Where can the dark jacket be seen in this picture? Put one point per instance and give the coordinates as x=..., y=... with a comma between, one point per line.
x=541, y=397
______
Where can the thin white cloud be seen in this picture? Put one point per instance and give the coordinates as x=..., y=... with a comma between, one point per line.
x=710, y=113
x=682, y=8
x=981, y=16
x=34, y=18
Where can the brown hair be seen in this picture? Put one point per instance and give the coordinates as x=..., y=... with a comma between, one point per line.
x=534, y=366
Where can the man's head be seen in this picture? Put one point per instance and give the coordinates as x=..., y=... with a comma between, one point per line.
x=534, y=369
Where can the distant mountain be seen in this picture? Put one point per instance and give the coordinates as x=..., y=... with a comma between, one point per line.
______
■ Instructions for the task: Copy out the stretch of rows from the one containing "Where can the man's" through the one containing "Where can the distant", scaling every x and y coordinate by 0.75 and rounding to whole numbers, with halves going up. Keep all other wording unchanged.

■ Answer to the problem:
Where can the man's head be seen in this picture? Put one point per instance and give the coordinates as x=..., y=... with a comma between, one point per line.
x=401, y=277
Where can the distant mountain be seen in this picture? Put one point per instance and give the coordinates as x=..., y=... with a comma between, one point per line.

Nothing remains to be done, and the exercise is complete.